GIVEN EXERCISE |
Omit the pictures and retype only the lines from the one containing "Find every instance of the dark background" through the end of the listing, both ends included.

(Location labeling records)
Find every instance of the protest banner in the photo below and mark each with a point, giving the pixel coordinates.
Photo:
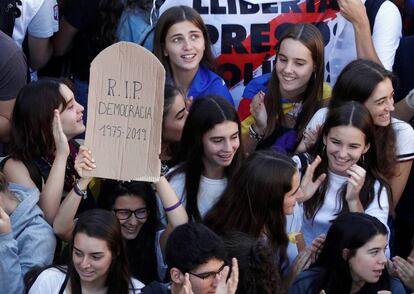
(125, 104)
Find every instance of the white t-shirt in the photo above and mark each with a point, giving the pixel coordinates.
(40, 18)
(332, 205)
(404, 134)
(50, 281)
(209, 192)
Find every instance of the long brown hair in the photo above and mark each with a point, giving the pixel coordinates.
(312, 39)
(356, 115)
(31, 126)
(253, 200)
(104, 225)
(169, 18)
(205, 113)
(357, 82)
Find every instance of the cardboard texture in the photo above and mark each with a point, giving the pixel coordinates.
(125, 104)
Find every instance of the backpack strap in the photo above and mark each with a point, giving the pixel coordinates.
(372, 7)
(304, 162)
(34, 173)
(65, 282)
(32, 168)
(8, 13)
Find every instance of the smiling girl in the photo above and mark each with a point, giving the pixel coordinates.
(135, 206)
(183, 46)
(352, 260)
(98, 262)
(46, 117)
(210, 151)
(276, 107)
(370, 84)
(347, 148)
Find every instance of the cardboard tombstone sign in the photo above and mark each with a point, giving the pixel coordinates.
(125, 104)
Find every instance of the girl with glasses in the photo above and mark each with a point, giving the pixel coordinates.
(135, 206)
(98, 262)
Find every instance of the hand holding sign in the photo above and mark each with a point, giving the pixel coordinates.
(125, 102)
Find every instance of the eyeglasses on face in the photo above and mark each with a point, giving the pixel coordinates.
(123, 214)
(208, 275)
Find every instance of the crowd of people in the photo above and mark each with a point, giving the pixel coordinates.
(303, 184)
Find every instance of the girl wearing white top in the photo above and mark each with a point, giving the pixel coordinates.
(347, 148)
(210, 152)
(370, 84)
(98, 263)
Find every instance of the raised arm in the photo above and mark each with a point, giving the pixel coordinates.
(175, 211)
(254, 132)
(52, 190)
(64, 221)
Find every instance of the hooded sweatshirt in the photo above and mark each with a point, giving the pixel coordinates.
(31, 242)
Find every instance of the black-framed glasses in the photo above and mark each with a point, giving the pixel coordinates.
(123, 214)
(208, 275)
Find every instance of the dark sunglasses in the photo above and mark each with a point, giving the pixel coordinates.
(123, 214)
(208, 275)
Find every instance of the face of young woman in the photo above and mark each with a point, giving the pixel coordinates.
(209, 284)
(130, 226)
(91, 258)
(184, 46)
(369, 260)
(344, 147)
(175, 120)
(381, 103)
(220, 144)
(294, 68)
(289, 200)
(71, 116)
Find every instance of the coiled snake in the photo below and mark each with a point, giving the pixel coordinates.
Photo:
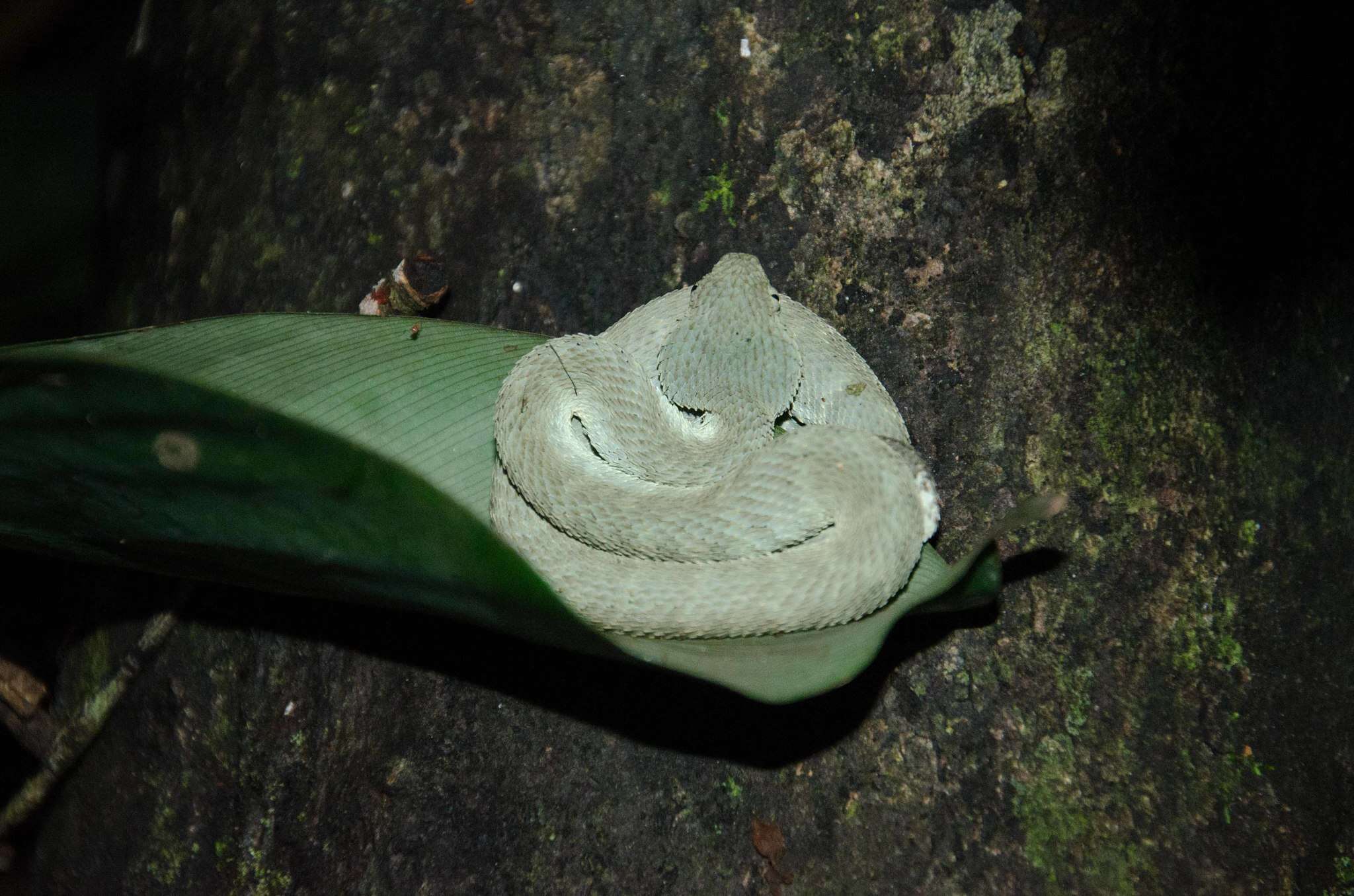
(719, 463)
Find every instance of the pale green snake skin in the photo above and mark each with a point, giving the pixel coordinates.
(643, 475)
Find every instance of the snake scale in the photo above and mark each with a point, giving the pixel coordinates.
(719, 463)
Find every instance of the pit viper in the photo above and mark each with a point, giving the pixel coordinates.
(719, 463)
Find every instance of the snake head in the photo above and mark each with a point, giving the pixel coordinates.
(733, 348)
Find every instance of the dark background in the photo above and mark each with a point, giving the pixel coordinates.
(1152, 312)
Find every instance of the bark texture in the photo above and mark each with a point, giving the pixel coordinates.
(1085, 250)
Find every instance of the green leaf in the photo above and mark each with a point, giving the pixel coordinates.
(335, 455)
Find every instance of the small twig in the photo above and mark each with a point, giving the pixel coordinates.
(19, 689)
(69, 742)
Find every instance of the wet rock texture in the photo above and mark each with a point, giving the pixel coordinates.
(1086, 250)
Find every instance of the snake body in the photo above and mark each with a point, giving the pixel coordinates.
(719, 463)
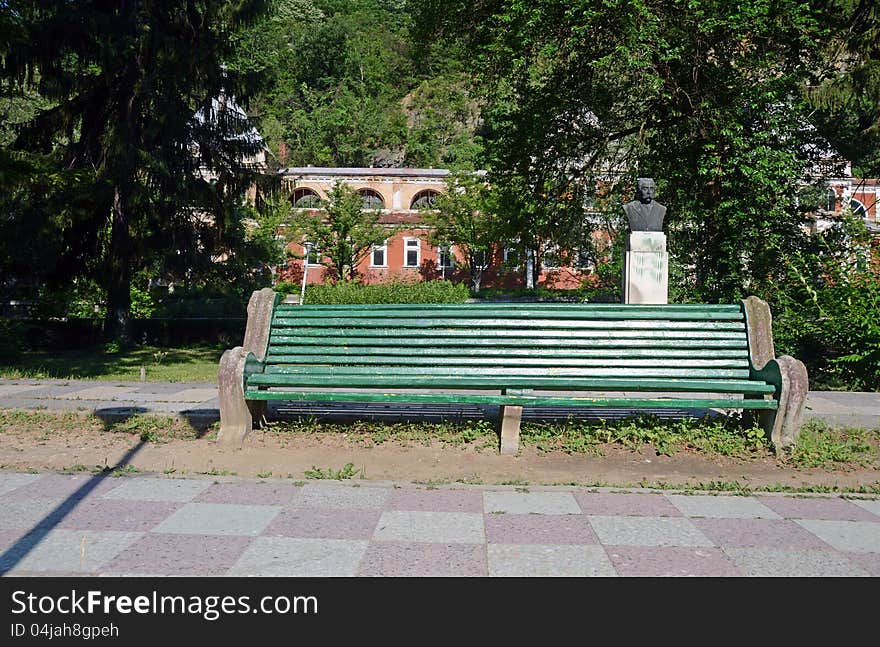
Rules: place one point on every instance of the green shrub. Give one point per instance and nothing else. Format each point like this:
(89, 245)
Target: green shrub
(348, 292)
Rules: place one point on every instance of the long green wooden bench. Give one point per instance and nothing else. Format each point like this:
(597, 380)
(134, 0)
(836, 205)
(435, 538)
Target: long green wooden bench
(513, 355)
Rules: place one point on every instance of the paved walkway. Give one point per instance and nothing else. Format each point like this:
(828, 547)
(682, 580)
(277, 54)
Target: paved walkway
(94, 525)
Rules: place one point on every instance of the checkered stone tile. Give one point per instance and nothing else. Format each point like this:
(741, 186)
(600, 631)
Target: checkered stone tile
(341, 497)
(872, 506)
(538, 529)
(721, 507)
(300, 557)
(768, 562)
(533, 560)
(158, 489)
(441, 527)
(628, 504)
(219, 519)
(531, 502)
(11, 481)
(758, 533)
(66, 486)
(831, 509)
(25, 513)
(407, 559)
(647, 531)
(179, 555)
(67, 551)
(848, 536)
(671, 561)
(247, 493)
(435, 500)
(120, 514)
(324, 524)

SOLUTION FOR THIS PROBLEM |
Find every instance of the dark background in the photo above and mark each with a point, giving the pixel coordinates.
(1152, 312)
Find every instance of the bark texture in the photo above and mark each with a point, giving the pixel coordinates.
(1085, 250)
Find every instance of the green leaf in the photo above and mark each with a point, giving the pixel coordinates.
(335, 455)
Find every instance of the small twig in the photo above and mark each with a point, giving the pixel coordinates.
(19, 689)
(69, 742)
Find every instance of the wet rock texture in the photo above and mark each with a point, giving the pixel coordinates.
(1086, 250)
Find every instance of the snake body in the photo above and mark each with a point, giving the pixel coordinates.
(719, 463)
Rules: place one point on every instance of the green shrub. Give one point per instance and nothing else. Format each point like this:
(89, 245)
Target: green shrub
(348, 292)
Rules: place one point on every instance of the long green wooden bench. Give one point per instance and nothing else. Format each point like this:
(597, 380)
(134, 0)
(836, 205)
(435, 538)
Target: long green wooden bench
(513, 355)
Rules: place one point on every instance of the paved walkway. Give one point per instance and nothing else. Format each point like this:
(828, 547)
(682, 580)
(277, 54)
Target: paved walkway
(94, 525)
Rules: place one point on every instance of the checkered stone tile. Give one point per instance and nothing else. Format each point like this:
(741, 186)
(600, 631)
Target: checkered stone tile
(341, 497)
(872, 506)
(538, 529)
(721, 507)
(300, 557)
(768, 562)
(533, 560)
(158, 489)
(441, 527)
(628, 504)
(219, 519)
(531, 502)
(11, 481)
(758, 533)
(66, 486)
(831, 509)
(25, 513)
(407, 559)
(647, 531)
(179, 555)
(67, 551)
(848, 536)
(671, 561)
(247, 493)
(435, 500)
(120, 514)
(324, 524)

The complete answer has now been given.